• [DOCUMENT EXCERPT]:
* * * * * * * * *

I’m broadly interested in computer security and applied cryptography, especially techniques that enable Secure Decentralized Systems, a novel class of computer systems with unique security properties (such as transparency, verifiability, decentralized trust and governance).
My research aims to advance the technical foundation of decentralized systems, analyze the security of real-world deployments, and build practical tools to support applications in socially important domains.
I’m also affiliated with IC3, Center for Distributed Confidential Computing (CDCC) and Center for Algorithms, Data, and Market Design at Yale (CADMY).
At Yale, I teach Intro to Blockchain and Real-World Cryptography.
Building computer systems with transparency and integrity guarantees is a dream of security and cryptography research. As society grows more dependent on digital infrastructure, this goal is more urgent than ever.
Over the past decade, Secure Decentralized Systems, powered by cryptography and large-scale consensus protocols, have emerged as a promising path toward this vision, with early success in areas like stablecoins and Decentralized Finance.
My research advances the technical foundations of decentralized systems to enable transformative applications. Specifically, I work on:
We devise and improve fundamental cryptographic techniques underpinning secure decentralized systems.
Oracles originate as systems to supply verifiable data to smart contracts, but their applications extend to digital identity, social media, and AI. Our papers Town Crier and DECO were among the first to formalize oracle security and realize it via verifiable provenance of TLS-encrypted data, turning HTTPS websites into sources of verifiable claims. These works initiated a new line of research and many real-world implementations.
Slides: Overview of zkTLS
Trusted Execution Environments (TEEs) are CPU-enforced mechanisms that enable remote program execution with confidentiality and integrity guarantees. Beyond fast performance, TEE has unique security advantages over alternatives (e.g. MPC), most notably resilience to bribery and collusion. We leverage TEEs to enhance decentralized systems, for confidentiality (Ekiden), frontrunning prevention (Tesseract), energy efficiency (REM), and client-side security (Paralysis Proofs, CrudiTEE).

* * * * * * * * *

• [MATERIAL TO PROCESS]:
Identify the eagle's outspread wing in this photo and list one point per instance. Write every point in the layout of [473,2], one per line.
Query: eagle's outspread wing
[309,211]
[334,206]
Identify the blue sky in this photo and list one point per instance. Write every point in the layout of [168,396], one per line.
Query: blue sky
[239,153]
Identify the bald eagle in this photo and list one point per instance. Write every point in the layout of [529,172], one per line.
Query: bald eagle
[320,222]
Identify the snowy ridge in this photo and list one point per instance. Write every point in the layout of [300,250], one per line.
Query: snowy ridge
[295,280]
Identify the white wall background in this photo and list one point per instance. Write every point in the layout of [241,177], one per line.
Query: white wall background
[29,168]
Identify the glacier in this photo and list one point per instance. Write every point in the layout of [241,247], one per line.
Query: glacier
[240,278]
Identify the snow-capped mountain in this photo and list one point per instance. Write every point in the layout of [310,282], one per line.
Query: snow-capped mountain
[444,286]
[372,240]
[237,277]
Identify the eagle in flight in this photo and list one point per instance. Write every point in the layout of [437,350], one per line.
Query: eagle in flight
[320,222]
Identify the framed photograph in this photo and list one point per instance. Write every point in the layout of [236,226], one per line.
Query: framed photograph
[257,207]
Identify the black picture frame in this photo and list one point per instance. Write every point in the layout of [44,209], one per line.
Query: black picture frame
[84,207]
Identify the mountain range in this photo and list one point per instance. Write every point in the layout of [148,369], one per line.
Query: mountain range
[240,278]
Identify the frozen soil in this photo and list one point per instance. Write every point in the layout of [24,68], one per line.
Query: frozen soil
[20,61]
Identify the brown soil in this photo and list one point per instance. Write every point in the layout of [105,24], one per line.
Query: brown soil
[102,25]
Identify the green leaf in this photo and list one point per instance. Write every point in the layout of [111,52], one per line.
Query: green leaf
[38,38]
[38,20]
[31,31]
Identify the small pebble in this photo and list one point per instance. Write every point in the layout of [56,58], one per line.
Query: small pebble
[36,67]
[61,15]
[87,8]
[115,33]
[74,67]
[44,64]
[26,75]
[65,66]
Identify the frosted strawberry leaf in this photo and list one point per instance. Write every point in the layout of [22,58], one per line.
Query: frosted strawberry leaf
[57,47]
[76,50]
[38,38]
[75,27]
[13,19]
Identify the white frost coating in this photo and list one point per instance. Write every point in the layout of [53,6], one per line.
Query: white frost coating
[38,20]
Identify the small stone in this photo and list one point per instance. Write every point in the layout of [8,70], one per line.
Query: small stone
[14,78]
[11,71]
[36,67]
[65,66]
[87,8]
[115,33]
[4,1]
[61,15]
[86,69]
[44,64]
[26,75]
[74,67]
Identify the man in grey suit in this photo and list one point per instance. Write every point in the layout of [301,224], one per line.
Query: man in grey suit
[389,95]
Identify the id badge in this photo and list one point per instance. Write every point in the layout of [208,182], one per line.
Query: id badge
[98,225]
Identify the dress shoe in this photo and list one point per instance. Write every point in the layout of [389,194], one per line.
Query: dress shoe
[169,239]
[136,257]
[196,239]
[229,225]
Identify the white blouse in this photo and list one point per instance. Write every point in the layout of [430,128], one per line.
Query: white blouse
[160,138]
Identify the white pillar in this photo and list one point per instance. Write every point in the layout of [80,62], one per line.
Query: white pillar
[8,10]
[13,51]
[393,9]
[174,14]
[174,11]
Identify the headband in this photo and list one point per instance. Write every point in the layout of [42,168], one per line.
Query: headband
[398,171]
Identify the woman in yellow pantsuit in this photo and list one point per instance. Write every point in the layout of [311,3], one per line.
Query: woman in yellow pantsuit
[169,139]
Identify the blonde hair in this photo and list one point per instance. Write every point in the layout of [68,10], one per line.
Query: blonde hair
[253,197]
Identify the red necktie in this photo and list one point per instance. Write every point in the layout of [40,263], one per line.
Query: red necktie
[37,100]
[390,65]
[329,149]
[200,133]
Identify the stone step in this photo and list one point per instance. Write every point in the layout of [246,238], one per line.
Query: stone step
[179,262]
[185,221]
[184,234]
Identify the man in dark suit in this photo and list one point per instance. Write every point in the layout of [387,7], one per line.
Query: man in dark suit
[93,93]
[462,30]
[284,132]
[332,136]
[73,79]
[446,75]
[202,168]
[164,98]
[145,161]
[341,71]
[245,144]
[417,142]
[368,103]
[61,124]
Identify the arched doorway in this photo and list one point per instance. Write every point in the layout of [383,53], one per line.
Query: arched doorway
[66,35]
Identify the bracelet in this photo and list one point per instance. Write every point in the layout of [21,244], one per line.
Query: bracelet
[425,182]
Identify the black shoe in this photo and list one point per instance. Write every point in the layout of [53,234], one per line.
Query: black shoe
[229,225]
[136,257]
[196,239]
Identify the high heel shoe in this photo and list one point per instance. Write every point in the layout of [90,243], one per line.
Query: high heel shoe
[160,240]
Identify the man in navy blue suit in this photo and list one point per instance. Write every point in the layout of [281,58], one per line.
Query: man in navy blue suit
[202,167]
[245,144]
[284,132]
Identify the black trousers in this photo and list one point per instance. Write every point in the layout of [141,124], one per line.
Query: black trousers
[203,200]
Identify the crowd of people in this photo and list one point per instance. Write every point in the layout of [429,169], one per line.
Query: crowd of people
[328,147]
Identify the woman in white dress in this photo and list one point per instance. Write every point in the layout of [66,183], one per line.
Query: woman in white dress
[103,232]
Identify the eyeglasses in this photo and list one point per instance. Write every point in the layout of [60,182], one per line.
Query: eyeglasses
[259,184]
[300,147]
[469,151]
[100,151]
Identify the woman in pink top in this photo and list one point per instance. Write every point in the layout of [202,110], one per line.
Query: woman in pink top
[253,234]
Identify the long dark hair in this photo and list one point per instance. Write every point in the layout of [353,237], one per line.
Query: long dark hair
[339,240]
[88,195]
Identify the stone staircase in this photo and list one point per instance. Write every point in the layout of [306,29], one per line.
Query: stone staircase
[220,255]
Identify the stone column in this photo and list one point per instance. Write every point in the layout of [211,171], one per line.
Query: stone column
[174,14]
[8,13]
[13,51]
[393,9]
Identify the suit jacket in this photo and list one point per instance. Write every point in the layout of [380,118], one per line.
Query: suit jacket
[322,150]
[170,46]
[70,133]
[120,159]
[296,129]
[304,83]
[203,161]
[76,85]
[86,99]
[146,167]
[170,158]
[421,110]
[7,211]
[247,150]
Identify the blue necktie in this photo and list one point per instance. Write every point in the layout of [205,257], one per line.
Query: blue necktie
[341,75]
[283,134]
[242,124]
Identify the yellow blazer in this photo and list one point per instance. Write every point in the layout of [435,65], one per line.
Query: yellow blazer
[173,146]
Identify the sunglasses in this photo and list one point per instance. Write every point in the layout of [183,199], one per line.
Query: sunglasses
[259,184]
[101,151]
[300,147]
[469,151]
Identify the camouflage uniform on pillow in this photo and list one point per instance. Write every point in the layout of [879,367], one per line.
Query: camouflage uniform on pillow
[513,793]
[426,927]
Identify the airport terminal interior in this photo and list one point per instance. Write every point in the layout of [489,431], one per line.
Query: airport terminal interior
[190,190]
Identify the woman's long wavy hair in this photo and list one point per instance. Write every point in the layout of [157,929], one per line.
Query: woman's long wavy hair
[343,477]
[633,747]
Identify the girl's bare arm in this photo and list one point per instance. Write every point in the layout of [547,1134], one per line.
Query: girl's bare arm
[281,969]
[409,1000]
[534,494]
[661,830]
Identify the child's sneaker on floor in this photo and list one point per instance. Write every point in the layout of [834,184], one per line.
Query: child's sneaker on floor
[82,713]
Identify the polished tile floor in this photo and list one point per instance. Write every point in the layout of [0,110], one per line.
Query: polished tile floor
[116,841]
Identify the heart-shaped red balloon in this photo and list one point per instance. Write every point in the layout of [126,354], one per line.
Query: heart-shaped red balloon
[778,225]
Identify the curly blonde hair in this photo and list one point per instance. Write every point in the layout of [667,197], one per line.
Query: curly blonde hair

* * * * * * * * *

• [LIST OF TASKS]:
1. Copy the research overview from "I’m also affiliated" to "urgent than ever.", keeping every word and punctuation mark unchanged.
2. How many lines in the listing contain the string "stone", counting only matches with the same case? Reply with the number alone.

• [ANSWER SET]:
1.
I’m also affiliated with IC3, Center for Distributed Confidential Computing (CDCC) and Center for Algorithms, Data, and Market Design at Yale (CADMY).
At Yale, I teach Intro to Blockchain and Real-World Cryptography.
Building computer systems with transparency and integrity guarantees is a dream of security and cryptography research. As society grows more dependent on digital infrastructure, this goal is more urgent than ever.

2. 8